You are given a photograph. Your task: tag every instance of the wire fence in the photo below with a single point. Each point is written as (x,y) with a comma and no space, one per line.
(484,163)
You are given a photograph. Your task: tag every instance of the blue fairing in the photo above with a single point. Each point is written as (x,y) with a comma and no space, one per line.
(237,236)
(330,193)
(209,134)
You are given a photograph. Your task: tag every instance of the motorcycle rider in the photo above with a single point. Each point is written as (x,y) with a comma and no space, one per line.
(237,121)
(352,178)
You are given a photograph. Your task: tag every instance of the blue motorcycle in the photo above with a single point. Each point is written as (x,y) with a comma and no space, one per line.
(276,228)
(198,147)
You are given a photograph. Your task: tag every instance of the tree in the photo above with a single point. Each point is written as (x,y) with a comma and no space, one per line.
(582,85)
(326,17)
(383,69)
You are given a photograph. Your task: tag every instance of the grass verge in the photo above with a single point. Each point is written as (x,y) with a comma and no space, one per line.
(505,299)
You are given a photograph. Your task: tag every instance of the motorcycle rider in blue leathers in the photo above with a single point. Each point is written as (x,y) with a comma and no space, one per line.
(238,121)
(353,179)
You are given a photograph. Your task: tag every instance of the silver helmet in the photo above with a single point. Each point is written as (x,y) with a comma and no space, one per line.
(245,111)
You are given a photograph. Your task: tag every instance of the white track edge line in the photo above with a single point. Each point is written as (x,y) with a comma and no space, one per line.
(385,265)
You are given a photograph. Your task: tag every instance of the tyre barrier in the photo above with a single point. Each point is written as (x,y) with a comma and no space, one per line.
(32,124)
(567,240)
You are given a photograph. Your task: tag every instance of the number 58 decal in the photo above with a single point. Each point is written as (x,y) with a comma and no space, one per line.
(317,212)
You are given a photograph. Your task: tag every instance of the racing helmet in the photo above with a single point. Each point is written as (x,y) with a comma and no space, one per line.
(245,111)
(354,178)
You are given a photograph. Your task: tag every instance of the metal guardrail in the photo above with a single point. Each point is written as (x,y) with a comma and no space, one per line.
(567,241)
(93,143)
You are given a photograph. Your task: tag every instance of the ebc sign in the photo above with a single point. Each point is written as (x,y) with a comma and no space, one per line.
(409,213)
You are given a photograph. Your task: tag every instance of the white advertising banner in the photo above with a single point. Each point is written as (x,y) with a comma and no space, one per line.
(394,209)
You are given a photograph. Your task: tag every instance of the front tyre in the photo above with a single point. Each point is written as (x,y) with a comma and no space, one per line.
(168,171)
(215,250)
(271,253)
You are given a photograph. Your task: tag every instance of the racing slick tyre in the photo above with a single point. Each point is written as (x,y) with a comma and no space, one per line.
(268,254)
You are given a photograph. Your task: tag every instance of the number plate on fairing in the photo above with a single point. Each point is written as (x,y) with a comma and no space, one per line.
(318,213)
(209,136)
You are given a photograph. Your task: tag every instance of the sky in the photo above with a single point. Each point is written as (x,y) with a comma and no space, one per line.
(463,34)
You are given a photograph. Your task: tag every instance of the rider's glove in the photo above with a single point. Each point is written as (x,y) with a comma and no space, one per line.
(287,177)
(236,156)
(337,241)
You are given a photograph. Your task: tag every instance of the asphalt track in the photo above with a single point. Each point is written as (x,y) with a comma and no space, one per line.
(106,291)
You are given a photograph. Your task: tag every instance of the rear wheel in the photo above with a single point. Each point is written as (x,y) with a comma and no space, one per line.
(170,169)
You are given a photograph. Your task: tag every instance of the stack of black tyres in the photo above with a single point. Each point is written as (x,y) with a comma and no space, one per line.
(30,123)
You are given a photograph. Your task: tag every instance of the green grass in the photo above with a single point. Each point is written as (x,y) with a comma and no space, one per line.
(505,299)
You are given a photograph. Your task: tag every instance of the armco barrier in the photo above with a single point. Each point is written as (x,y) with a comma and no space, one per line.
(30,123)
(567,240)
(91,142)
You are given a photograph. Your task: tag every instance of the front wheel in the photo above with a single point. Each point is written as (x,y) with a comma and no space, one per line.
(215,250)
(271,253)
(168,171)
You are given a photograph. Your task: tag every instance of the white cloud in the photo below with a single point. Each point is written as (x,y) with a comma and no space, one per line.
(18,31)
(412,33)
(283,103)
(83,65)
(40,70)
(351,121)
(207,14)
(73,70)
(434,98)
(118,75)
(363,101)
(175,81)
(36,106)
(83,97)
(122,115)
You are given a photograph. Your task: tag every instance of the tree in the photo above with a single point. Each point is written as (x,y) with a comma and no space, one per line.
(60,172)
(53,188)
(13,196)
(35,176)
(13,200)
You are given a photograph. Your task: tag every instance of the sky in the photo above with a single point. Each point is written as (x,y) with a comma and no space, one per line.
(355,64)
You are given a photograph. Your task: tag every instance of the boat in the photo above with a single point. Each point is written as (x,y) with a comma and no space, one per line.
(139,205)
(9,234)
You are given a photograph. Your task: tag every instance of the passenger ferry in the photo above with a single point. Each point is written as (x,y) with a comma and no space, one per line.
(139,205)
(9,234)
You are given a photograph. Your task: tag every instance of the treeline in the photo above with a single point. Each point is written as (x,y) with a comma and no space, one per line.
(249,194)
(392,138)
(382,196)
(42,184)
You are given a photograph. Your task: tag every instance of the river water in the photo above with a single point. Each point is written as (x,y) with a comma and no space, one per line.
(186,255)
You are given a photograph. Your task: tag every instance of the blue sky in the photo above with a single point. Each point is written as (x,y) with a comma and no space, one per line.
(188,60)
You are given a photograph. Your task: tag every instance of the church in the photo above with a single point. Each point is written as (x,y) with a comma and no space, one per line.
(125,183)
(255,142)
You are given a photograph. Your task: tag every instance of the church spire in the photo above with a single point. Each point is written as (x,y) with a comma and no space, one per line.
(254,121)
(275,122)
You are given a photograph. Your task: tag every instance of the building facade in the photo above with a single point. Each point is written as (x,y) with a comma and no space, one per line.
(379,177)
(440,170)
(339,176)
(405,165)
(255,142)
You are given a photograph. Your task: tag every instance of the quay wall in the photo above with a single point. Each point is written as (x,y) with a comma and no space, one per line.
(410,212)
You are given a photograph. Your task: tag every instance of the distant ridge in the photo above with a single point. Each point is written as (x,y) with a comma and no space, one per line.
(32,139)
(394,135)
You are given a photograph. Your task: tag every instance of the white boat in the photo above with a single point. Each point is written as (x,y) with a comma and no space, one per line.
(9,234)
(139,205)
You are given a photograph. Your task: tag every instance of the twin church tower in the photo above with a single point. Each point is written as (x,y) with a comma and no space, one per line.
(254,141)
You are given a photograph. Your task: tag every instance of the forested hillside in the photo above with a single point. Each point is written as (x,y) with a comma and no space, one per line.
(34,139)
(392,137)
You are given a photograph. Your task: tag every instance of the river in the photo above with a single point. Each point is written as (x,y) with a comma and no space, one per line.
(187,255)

◇ ◇ ◇ ◇

■ SHORT TASK
Transcribe every entry verbatim.

■ FINISHED EXERCISE
You are given a photograph. Your task: tag every instance of the wire fence in the photo below with a single point. Each point is written as (x,y) with a comma and no space, one per line.
(484,163)
You are given a photograph. Your task: tag every instance of the blue fairing in the photo above with a single point. Each point is written as (x,y) with a comma and no space, one per line.
(237,236)
(330,193)
(209,134)
You are given a photograph. Your task: tag every instance of the motorcycle rider in the photo above with a single point. Each point is written as (x,y) with a comma and no space, one per line.
(237,121)
(352,178)
You are given a photograph. Your task: tag every instance of the blue motorcycle in the photo above with a single point. Each point is written as (x,y) with a comma and no space, one per line.
(276,228)
(198,147)
You are given a photograph. Your task: tag every instance of the tree in the photo above with a single point. Each point is written as (x,y) with a comma and no space, one per line.
(582,85)
(326,17)
(383,69)
You are given a photograph. Your task: tag every instance of the grass verge in the photo above with a single point. Each point is written as (x,y) with a comma and no space, one per line.
(505,299)
You are given a photograph. Your task: tag every instance of the motorcycle rider in blue leathers in the photo above with a single point. Each point is written as (x,y) with a comma and no space, one per line.
(238,121)
(353,179)
You are given a photograph. Your task: tag every instance of the silver helmet in the photo above with a single point. Each point is written as (x,y) with a comma and no space, one per line.
(245,111)
You are given a photograph. Your task: tag every instance of the white track edge line in the photo above with a single point. Each point is written as (x,y) with a comma and no space, one per line.
(385,265)
You are given a photograph. Your task: tag every instance of the tyre barrier in the photo above with a single point. Each point is written as (x,y) with a comma and no space, one per line.
(32,124)
(567,240)
You are given a photograph. Your task: tag every instance of the number 58 decal in the photo above with a single point. Each point is written as (x,y) with a comma and no space, one per line.
(317,212)
You are given a photograph. Your task: tag every instance of the racing helmet in the photo above with a single point. Each point is written as (x,y) with a comma and no space, one per line.
(245,111)
(354,178)
You are given a photograph. Your task: tag every instance of the metal guardrail in the photo above with a single point. Each point is written as (x,y) with a comma and no space, one per line.
(567,241)
(93,143)
You are given a photograph. Your task: tag every instance of the ebc sign in the photo above with a single point. Each point is written as (x,y) with a comma and no space, one per line.
(409,213)
You are given a photograph. Your task: tag every instance of the white advertising banner in the photo above with a single point. Each point is written as (x,y) with a comma and no space, one per line.
(394,209)
You are given a photograph. Your task: tag every instance of the front tyre in the photo above with a single point. Each point is written as (x,y) with a comma and no space, one per line.
(168,171)
(215,250)
(271,253)
You are given a photograph. Your task: tag every instance of the racing slick tyre in the photo above with a single point. Each point is written as (x,y) with a comma and no space, one per line.
(268,254)
You are given a photograph. Your task: tag every instance of the number plate on fairing in the photo above with a single point. Each point is written as (x,y) with a comma and no space, one per line.
(318,213)
(209,136)
You are given a photograph. Your task: tag every instance of the sky in the photo above with a single point. Each point is written as (x,y) with a comma and no space, one per line.
(463,34)
You are given a photograph. Your task: tag every instance of the rider's glove in the photo above with a single point. Each point is written as (x,y) with a comma and no space, one per line.
(287,177)
(236,156)
(337,241)
You are given a photograph. Your task: tag every instance of the asphalt track in the photo above with a single point. Each point is written as (x,y) with a comma and no space, one per line.
(106,291)
You are given a photograph. Your task: tag every instance of the rear wheel in the photo above with a single point. Each point is written as (x,y) with a comma and no space, one per line.
(170,169)
You are given a photograph. Your task: tag every instance of the stack of black tyres in the photo above with a single point. Each point is written as (x,y) with a comma and no space, one per line.
(30,123)
You are given a photograph. Your task: tag every instance of the green grass in the photo above with a single point. Each point is written as (x,y) with a comma and no space, one per line.
(505,299)
You are given a photograph. Your task: tag every instance of the armco barrier in the photo above with a single point. Each point is written as (x,y) with a comma and no space, one per line.
(30,123)
(567,240)
(91,142)
You are given a photograph. Your task: tag every instance of the front wheel in the photo above with a single point. Each point is written as (x,y) with a comma and no space, one per line.
(215,250)
(271,253)
(168,171)
You are given a photograph. Your task: tag every instance of the white cloud in the photo below with a single point. Each point is written as (x,y) with a comma and no space, one per line.
(18,31)
(412,33)
(283,103)
(83,65)
(40,70)
(351,121)
(207,14)
(73,70)
(434,98)
(118,75)
(363,101)
(175,81)
(36,106)
(83,97)
(122,115)
You are given a photograph. Your task: tag every instance of the tree in the photo above with a single point. Each point is written as (x,y) with a comma and no space, one per line.
(60,172)
(53,188)
(13,196)
(35,176)
(13,200)
You are given a photograph. Your task: tag every instance of the sky in the photo above with a single point. Each point is written as (x,y) with a comma and no space, one per line.
(355,64)
You are given a photograph. Your task: tag every instance of the boat in the photo above with a single point. Each point is written as (x,y) with a comma and no space, one per line.
(139,205)
(9,234)
You are given a photograph. Your task: tag every instance of the passenger ferry in the photo above with a single point. Each point is written as (x,y) with a comma and no space, one per line.
(139,205)
(9,234)
You are given a photograph. Your task: tag every instance of the treeline in the photo above with a single point. Each point is written as (x,y) with a comma and no space, one per line.
(249,194)
(392,138)
(382,196)
(42,184)
You are given a photograph. Your task: tag every instance of the river water in the photo above with a single point. Each point is written as (x,y) with a comma and no space, one per line.
(186,255)
You are given a photograph. Your task: tag every instance of the blue sky in the photo above with a single point. Each point is written as (x,y) with a comma and no space, one per line.
(188,60)
You are given a photograph. Your task: tag every instance of the church in the photo above with a single point. Each point is written as (x,y) with a comma and no space, one per line.
(125,183)
(255,142)
You are given a photograph. Your task: tag every instance of the church spire in the photo above with a single point. Each point is written as (x,y) with a comma and no space, one per line.
(254,121)
(275,122)
You are given a photograph. Your task: tag every instance of the building facade in the photo above with a single point. Each point is written as (x,y) with a comma and no space, one per line.
(379,177)
(440,170)
(339,176)
(405,165)
(255,142)
You are given a photograph. Your task: tag every instance of the quay wall in the photo above with a single point. Each point is written as (x,y) with a comma and no space, one per line.
(410,212)
You are given a photograph. Your task: tag every instance of the distant ridge in the photo above with a single point. Each point is written as (x,y) with a comma and no space, one per line.
(32,139)
(394,135)
You are given a photograph. Your task: tag every instance of the white boat in the photo above with a single point. Each point is written as (x,y) with a comma and no space, one per line.
(9,234)
(139,205)
You are given a photograph. Your task: tag every instance of the twin church tower in the photo above with a single point. Each point is written as (x,y) with a comma and no space, one per line.
(254,141)
You are given a photograph. Your task: tag every instance of the forested hillside in the photo above with a single point. Each point is written as (x,y) with a comma and no space, one per line.
(34,139)
(392,137)
You are given a photograph. Your task: tag every instance of the river in the photo above with a single point. Each point is written as (x,y) with a comma and no space, one per line.
(187,255)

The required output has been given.